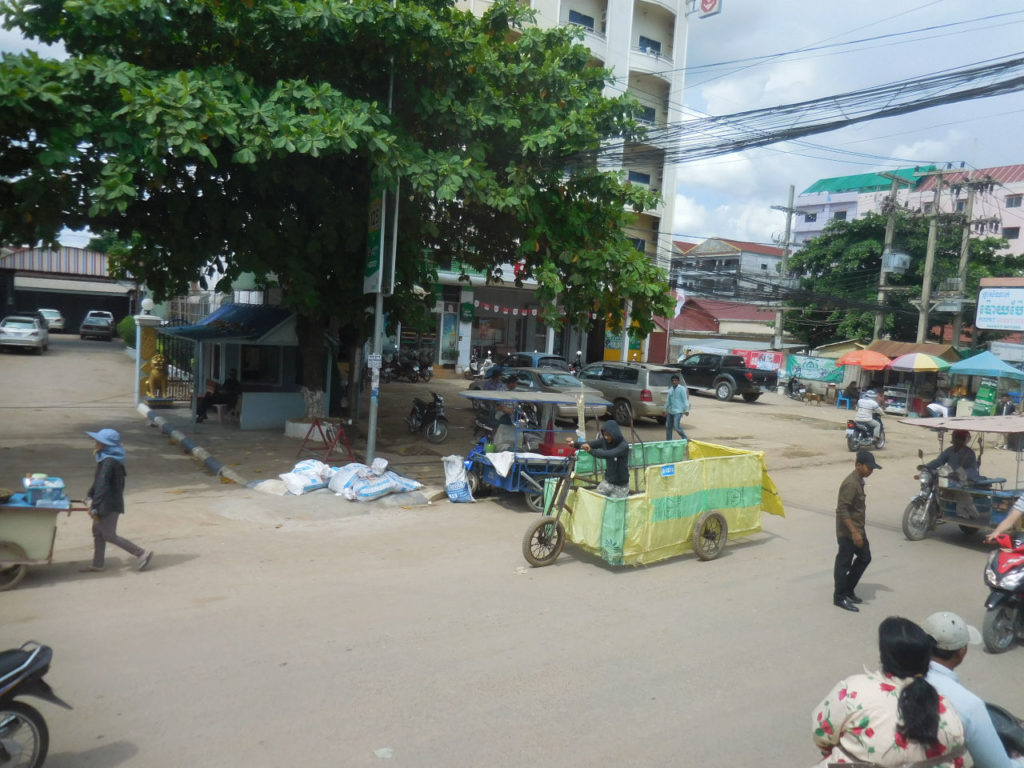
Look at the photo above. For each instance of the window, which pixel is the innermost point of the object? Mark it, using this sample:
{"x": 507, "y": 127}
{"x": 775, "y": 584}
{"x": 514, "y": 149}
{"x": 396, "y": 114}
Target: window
{"x": 582, "y": 18}
{"x": 649, "y": 46}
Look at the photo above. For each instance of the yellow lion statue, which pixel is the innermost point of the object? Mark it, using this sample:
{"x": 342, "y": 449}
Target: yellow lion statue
{"x": 156, "y": 383}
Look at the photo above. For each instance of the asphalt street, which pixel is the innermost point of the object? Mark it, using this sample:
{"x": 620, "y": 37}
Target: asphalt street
{"x": 309, "y": 631}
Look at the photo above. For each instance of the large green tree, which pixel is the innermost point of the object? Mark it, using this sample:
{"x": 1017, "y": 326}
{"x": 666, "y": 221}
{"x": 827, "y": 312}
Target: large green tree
{"x": 838, "y": 275}
{"x": 253, "y": 132}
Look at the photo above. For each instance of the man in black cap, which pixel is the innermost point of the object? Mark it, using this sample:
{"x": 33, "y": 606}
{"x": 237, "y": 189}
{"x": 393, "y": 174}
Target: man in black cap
{"x": 854, "y": 553}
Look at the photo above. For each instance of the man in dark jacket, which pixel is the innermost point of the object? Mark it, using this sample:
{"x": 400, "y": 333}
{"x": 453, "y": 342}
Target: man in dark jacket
{"x": 107, "y": 501}
{"x": 615, "y": 451}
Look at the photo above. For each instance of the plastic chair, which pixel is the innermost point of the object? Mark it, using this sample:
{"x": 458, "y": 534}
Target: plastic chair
{"x": 841, "y": 398}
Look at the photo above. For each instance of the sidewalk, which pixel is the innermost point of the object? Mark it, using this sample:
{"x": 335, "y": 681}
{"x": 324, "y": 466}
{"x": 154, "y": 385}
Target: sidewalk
{"x": 256, "y": 458}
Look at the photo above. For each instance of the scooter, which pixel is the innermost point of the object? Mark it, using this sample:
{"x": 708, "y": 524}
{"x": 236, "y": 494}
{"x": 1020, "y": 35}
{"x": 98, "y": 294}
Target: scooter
{"x": 1005, "y": 606}
{"x": 858, "y": 436}
{"x": 25, "y": 738}
{"x": 429, "y": 417}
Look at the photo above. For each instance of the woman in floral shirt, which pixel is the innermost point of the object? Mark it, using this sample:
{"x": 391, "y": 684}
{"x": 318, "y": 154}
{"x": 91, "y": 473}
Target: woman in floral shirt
{"x": 892, "y": 717}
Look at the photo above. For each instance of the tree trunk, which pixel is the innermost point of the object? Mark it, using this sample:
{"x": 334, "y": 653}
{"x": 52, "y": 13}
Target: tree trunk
{"x": 312, "y": 355}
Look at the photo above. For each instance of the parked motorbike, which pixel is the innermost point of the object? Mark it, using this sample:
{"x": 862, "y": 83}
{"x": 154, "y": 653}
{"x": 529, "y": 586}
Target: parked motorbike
{"x": 429, "y": 417}
{"x": 1005, "y": 606}
{"x": 25, "y": 738}
{"x": 858, "y": 436}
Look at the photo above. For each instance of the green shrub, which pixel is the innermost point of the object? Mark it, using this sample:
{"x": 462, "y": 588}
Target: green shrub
{"x": 126, "y": 330}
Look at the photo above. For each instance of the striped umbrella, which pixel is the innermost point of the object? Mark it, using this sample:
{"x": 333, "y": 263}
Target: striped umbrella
{"x": 920, "y": 361}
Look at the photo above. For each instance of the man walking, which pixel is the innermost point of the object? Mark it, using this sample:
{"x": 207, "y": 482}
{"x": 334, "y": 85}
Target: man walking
{"x": 854, "y": 553}
{"x": 952, "y": 635}
{"x": 677, "y": 404}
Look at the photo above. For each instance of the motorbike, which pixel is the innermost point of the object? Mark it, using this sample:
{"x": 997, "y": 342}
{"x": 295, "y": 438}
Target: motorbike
{"x": 25, "y": 738}
{"x": 429, "y": 417}
{"x": 1005, "y": 606}
{"x": 858, "y": 436}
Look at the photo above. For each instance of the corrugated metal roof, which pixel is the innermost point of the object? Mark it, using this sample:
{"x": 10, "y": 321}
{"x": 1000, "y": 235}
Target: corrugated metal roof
{"x": 1006, "y": 174}
{"x": 862, "y": 182}
{"x": 244, "y": 322}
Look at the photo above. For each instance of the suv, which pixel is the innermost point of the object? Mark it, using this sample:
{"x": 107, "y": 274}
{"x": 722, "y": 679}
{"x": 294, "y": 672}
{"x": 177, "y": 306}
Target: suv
{"x": 636, "y": 389}
{"x": 535, "y": 359}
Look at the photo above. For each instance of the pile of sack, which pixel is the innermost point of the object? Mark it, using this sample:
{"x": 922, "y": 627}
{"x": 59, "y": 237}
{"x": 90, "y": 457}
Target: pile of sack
{"x": 354, "y": 481}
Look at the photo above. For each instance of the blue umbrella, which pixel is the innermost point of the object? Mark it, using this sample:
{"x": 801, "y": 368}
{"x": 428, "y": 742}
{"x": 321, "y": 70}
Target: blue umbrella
{"x": 985, "y": 364}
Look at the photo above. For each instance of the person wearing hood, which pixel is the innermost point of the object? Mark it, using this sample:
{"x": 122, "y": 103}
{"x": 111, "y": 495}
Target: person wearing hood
{"x": 615, "y": 451}
{"x": 105, "y": 500}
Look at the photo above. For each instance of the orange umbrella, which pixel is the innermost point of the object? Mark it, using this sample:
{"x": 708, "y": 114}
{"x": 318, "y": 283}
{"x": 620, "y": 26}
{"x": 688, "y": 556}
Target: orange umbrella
{"x": 865, "y": 358}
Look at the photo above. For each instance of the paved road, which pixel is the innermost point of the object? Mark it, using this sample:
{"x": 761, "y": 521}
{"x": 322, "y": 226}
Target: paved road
{"x": 262, "y": 636}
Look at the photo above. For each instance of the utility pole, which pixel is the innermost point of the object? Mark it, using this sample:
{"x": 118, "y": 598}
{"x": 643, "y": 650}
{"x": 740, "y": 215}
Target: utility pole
{"x": 892, "y": 204}
{"x": 783, "y": 271}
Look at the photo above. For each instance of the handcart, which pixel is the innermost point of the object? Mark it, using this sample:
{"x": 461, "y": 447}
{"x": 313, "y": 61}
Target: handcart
{"x": 520, "y": 457}
{"x": 685, "y": 496}
{"x": 942, "y": 499}
{"x": 28, "y": 530}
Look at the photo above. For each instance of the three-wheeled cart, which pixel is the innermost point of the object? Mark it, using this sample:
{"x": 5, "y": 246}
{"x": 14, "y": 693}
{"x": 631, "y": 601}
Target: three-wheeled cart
{"x": 972, "y": 506}
{"x": 28, "y": 530}
{"x": 521, "y": 457}
{"x": 685, "y": 496}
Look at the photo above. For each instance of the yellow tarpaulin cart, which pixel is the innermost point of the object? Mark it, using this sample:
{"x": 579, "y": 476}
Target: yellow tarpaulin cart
{"x": 684, "y": 496}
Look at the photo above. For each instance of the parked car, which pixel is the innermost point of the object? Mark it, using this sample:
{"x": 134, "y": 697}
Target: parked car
{"x": 635, "y": 389}
{"x": 726, "y": 375}
{"x": 534, "y": 359}
{"x": 549, "y": 380}
{"x": 97, "y": 325}
{"x": 54, "y": 321}
{"x": 24, "y": 331}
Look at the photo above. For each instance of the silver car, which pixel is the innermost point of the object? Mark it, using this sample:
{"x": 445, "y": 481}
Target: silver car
{"x": 18, "y": 331}
{"x": 635, "y": 389}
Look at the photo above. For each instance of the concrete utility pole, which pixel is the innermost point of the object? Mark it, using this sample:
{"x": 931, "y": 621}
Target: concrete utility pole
{"x": 880, "y": 314}
{"x": 783, "y": 271}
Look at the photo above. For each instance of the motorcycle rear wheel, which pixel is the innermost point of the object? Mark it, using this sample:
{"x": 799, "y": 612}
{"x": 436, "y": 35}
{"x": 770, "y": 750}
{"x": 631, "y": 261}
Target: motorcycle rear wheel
{"x": 915, "y": 520}
{"x": 436, "y": 430}
{"x": 999, "y": 629}
{"x": 543, "y": 542}
{"x": 24, "y": 736}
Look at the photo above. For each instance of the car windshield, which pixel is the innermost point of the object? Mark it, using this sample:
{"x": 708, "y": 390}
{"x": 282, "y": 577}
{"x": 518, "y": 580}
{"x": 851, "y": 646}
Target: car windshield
{"x": 660, "y": 378}
{"x": 559, "y": 380}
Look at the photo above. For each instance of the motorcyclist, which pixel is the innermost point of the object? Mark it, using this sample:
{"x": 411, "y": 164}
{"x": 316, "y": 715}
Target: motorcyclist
{"x": 961, "y": 459}
{"x": 869, "y": 404}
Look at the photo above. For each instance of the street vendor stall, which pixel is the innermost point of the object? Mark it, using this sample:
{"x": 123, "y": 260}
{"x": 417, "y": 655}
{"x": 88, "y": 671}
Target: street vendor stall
{"x": 685, "y": 496}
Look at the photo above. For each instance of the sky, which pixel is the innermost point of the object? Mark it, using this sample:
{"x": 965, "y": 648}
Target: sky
{"x": 731, "y": 196}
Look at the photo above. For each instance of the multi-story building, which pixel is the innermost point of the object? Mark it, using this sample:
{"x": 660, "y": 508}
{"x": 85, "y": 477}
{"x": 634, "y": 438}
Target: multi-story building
{"x": 997, "y": 209}
{"x": 727, "y": 269}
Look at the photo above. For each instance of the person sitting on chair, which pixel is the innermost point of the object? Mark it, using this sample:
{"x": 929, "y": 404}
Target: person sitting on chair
{"x": 225, "y": 393}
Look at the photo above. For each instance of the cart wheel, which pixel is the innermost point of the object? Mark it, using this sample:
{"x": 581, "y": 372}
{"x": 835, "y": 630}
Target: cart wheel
{"x": 10, "y": 576}
{"x": 710, "y": 535}
{"x": 543, "y": 542}
{"x": 535, "y": 500}
{"x": 915, "y": 520}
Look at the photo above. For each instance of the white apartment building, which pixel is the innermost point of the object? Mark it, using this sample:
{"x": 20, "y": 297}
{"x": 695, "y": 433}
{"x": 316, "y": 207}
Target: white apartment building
{"x": 643, "y": 42}
{"x": 997, "y": 209}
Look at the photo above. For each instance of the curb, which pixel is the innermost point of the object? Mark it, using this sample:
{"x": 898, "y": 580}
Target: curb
{"x": 225, "y": 473}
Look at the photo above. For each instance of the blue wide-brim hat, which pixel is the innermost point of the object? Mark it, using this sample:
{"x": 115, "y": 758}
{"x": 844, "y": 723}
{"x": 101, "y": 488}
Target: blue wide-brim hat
{"x": 105, "y": 436}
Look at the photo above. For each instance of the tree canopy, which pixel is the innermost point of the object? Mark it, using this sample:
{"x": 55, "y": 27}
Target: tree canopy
{"x": 252, "y": 132}
{"x": 838, "y": 275}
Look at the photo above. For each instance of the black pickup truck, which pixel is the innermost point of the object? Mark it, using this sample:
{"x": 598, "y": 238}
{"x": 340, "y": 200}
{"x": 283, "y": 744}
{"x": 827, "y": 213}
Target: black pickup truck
{"x": 726, "y": 375}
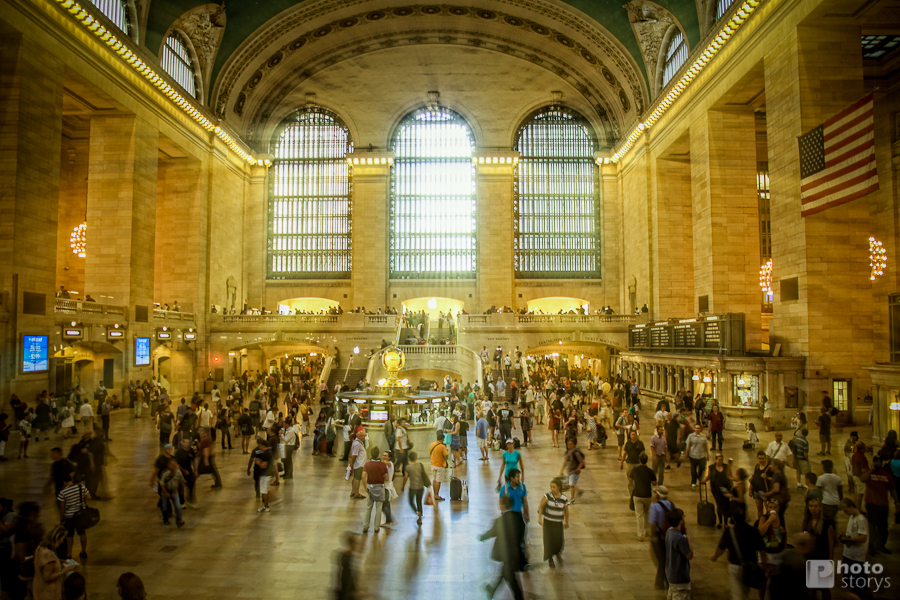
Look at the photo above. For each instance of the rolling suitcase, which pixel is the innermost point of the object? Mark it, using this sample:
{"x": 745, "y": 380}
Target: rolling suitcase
{"x": 706, "y": 512}
{"x": 455, "y": 489}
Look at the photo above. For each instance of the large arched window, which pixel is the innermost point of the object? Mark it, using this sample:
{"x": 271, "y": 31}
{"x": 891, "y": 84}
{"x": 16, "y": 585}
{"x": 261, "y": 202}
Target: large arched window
{"x": 557, "y": 217}
{"x": 309, "y": 198}
{"x": 177, "y": 62}
{"x": 675, "y": 55}
{"x": 432, "y": 226}
{"x": 116, "y": 11}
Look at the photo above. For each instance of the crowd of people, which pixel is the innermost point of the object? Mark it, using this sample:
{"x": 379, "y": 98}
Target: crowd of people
{"x": 270, "y": 412}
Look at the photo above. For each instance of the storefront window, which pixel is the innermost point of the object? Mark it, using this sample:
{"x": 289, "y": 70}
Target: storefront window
{"x": 746, "y": 393}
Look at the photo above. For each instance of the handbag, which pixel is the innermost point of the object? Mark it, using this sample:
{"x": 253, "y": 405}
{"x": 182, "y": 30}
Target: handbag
{"x": 87, "y": 517}
{"x": 752, "y": 574}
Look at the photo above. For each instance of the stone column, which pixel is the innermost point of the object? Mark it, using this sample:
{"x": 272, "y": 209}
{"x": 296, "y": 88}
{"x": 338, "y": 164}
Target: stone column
{"x": 813, "y": 74}
{"x": 30, "y": 138}
{"x": 121, "y": 211}
{"x": 371, "y": 221}
{"x": 495, "y": 265}
{"x": 255, "y": 239}
{"x": 726, "y": 216}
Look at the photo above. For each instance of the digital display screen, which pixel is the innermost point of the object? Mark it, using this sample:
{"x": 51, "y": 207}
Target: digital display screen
{"x": 34, "y": 353}
{"x": 141, "y": 352}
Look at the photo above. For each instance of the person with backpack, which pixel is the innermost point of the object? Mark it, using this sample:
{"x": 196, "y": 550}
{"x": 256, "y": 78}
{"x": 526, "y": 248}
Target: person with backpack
{"x": 659, "y": 525}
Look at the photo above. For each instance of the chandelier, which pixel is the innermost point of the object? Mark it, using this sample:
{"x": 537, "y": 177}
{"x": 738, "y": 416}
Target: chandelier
{"x": 765, "y": 277}
{"x": 77, "y": 240}
{"x": 877, "y": 258}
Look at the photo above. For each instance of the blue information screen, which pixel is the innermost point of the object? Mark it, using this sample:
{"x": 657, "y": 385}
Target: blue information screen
{"x": 34, "y": 353}
{"x": 141, "y": 352}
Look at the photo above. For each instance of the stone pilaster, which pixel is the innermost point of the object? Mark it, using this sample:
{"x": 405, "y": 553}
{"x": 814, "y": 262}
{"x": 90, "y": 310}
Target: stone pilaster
{"x": 726, "y": 216}
{"x": 813, "y": 74}
{"x": 495, "y": 270}
{"x": 371, "y": 210}
{"x": 121, "y": 210}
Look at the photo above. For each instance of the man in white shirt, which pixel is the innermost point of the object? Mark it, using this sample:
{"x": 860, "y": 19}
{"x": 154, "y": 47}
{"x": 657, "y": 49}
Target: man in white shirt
{"x": 778, "y": 450}
{"x": 832, "y": 490}
{"x": 87, "y": 415}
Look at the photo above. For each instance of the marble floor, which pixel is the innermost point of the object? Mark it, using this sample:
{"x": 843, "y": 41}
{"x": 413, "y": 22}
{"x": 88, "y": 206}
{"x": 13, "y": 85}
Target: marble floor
{"x": 227, "y": 550}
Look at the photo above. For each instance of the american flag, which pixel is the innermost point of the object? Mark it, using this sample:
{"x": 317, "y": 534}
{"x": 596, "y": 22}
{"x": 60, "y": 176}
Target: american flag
{"x": 837, "y": 159}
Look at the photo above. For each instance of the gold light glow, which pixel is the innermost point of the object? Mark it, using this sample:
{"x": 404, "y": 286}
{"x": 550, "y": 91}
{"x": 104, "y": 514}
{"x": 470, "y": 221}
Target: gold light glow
{"x": 877, "y": 258}
{"x": 77, "y": 240}
{"x": 765, "y": 277}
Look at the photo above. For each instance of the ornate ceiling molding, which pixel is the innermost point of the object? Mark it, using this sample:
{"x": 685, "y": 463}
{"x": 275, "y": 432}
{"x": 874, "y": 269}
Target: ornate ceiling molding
{"x": 266, "y": 106}
{"x": 251, "y": 63}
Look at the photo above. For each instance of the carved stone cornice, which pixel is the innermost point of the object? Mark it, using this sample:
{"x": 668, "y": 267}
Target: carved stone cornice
{"x": 629, "y": 96}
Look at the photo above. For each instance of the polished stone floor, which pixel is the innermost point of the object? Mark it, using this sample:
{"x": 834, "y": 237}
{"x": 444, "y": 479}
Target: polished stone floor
{"x": 227, "y": 550}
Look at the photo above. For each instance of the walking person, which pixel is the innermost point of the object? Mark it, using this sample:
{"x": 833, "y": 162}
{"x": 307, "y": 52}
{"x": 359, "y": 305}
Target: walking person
{"x": 508, "y": 548}
{"x": 71, "y": 500}
{"x": 572, "y": 466}
{"x": 171, "y": 485}
{"x": 481, "y": 436}
{"x": 697, "y": 448}
{"x": 659, "y": 445}
{"x": 553, "y": 517}
{"x": 641, "y": 479}
{"x": 374, "y": 475}
{"x": 679, "y": 553}
{"x": 720, "y": 478}
{"x": 659, "y": 525}
{"x": 418, "y": 480}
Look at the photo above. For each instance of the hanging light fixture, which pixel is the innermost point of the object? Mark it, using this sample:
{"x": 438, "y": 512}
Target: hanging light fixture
{"x": 877, "y": 258}
{"x": 77, "y": 240}
{"x": 765, "y": 277}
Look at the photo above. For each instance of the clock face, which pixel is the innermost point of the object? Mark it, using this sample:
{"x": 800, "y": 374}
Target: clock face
{"x": 393, "y": 360}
========================
Required work >>
From the line containing "Look at the photo above. For each instance of the hanging" through the final line of the listing above, retype every line exactly; leave out everything else.

Output below >>
Look at the photo above. For each instance of the hanging light fixture, which pixel is the innermost point of the object? Mark it, using this sample:
{"x": 438, "y": 512}
Target: hanging light fixture
{"x": 877, "y": 258}
{"x": 77, "y": 240}
{"x": 765, "y": 277}
Look at the photo above. For each instance of the clock face, which pixel is the innermost point of the object? Mark it, using this sample:
{"x": 800, "y": 374}
Target: clock face
{"x": 393, "y": 360}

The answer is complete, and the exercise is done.